BEGIN TASK DATA

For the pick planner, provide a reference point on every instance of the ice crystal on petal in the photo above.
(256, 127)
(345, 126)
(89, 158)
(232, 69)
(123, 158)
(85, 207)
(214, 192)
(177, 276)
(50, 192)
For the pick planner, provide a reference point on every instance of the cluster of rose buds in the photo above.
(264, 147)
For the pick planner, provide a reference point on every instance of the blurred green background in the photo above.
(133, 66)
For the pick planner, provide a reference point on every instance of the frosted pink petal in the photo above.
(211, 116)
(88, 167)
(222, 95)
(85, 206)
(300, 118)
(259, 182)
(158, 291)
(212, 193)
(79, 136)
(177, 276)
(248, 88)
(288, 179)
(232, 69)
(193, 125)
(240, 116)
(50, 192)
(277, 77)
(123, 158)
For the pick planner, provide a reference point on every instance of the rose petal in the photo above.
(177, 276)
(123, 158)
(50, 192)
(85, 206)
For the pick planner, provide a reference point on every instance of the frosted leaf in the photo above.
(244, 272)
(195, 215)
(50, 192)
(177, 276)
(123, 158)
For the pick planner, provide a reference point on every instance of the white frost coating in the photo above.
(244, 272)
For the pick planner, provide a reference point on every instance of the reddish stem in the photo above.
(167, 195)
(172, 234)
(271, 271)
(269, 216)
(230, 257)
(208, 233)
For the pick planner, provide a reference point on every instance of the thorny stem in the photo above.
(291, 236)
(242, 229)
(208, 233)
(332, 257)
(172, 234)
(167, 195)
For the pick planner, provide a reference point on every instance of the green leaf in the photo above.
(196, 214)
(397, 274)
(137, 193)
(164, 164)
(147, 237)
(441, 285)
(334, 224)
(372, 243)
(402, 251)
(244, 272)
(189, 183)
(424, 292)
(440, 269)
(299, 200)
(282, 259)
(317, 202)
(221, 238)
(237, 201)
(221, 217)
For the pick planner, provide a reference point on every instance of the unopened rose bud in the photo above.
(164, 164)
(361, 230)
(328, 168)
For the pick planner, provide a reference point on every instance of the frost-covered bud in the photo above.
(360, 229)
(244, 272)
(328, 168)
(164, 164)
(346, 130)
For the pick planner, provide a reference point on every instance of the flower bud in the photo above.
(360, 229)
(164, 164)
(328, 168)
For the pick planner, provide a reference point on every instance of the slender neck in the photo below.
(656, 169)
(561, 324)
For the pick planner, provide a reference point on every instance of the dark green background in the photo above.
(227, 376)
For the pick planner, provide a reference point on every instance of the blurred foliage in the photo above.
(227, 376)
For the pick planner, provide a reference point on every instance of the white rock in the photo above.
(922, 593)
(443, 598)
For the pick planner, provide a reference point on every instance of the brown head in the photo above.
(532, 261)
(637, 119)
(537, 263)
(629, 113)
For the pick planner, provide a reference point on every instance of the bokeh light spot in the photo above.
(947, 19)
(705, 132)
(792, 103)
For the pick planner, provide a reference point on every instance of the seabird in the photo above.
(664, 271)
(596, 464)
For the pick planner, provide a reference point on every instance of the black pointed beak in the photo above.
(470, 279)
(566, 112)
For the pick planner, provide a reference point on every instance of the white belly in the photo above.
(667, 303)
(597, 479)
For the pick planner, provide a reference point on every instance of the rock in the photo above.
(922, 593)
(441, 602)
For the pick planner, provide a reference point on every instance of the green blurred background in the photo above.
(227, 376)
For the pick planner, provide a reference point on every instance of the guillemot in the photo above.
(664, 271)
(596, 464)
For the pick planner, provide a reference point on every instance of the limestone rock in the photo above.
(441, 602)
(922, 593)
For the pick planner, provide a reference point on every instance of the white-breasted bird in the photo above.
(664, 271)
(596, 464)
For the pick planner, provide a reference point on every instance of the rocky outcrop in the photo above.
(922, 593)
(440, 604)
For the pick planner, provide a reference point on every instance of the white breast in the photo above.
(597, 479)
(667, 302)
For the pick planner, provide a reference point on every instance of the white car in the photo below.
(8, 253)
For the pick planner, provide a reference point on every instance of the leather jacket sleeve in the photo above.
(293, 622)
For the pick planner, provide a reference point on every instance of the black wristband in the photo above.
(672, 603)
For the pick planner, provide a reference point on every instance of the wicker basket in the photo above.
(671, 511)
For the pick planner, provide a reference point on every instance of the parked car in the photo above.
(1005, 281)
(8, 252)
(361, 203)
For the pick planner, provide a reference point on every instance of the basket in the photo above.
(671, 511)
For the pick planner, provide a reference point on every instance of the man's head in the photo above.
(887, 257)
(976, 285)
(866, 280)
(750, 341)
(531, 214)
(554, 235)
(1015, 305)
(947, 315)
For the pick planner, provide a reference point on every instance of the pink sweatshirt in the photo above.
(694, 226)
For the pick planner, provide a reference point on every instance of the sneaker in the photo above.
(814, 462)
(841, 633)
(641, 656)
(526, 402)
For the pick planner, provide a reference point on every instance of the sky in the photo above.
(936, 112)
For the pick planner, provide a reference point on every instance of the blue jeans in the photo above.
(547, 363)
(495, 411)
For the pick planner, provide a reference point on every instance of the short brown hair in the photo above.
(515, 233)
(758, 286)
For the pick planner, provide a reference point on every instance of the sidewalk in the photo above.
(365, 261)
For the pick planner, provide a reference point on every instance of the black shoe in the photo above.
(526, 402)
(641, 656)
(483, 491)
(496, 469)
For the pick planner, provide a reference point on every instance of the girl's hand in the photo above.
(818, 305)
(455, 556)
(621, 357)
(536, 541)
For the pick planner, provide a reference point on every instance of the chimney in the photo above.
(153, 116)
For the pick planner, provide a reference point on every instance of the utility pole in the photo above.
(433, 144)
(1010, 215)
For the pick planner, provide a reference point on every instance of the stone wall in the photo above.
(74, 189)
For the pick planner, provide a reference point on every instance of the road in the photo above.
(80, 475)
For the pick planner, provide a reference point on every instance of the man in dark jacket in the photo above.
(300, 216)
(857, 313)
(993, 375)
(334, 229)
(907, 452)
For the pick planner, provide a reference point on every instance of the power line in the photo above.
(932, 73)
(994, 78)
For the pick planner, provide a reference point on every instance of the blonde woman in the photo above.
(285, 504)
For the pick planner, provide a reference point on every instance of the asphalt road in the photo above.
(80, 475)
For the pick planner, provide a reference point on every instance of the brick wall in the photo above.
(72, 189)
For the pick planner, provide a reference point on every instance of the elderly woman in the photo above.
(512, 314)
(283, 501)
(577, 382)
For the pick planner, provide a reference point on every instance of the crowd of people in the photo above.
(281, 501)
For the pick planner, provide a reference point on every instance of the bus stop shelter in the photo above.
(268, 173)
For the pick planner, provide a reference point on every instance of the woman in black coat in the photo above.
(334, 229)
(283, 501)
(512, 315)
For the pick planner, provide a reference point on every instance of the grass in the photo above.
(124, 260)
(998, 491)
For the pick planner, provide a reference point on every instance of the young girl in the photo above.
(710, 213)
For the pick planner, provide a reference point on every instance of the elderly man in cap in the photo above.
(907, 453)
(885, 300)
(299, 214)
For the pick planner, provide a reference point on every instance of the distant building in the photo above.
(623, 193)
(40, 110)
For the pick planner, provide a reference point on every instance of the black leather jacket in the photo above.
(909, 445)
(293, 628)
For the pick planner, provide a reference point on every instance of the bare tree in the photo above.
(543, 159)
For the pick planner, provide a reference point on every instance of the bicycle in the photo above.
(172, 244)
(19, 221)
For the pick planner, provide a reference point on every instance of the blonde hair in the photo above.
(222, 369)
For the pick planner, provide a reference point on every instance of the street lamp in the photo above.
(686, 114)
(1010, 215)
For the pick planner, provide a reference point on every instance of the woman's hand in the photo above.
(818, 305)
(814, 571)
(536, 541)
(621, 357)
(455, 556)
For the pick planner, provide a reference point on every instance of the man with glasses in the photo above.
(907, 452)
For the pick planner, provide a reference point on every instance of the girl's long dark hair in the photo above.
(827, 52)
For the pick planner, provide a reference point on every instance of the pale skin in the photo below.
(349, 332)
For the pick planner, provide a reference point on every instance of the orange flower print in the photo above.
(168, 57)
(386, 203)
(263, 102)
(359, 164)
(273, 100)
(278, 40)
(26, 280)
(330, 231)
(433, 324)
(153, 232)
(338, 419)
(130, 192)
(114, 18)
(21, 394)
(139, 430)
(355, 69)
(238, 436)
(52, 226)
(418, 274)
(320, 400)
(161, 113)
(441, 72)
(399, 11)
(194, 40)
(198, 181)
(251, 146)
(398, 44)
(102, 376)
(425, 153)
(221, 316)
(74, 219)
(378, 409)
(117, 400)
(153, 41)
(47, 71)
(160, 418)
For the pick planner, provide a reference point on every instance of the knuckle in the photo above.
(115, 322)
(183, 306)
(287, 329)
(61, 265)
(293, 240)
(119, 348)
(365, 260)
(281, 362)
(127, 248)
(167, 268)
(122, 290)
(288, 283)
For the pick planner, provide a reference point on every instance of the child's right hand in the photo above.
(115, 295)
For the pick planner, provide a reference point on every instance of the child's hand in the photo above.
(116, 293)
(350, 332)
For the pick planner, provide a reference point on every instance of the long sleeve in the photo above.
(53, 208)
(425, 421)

END TASK DATA

Quote the material from the line containing "child's hand in the photo above." through its end, including both.

▶ COMPLETED EXERCISE
For the pick planner, provide a reference point on every instance of the child's hand in the photo above.
(116, 293)
(350, 332)
For the pick planner, provide a reference point on every instance of the long sleeve in the photo above.
(53, 208)
(425, 421)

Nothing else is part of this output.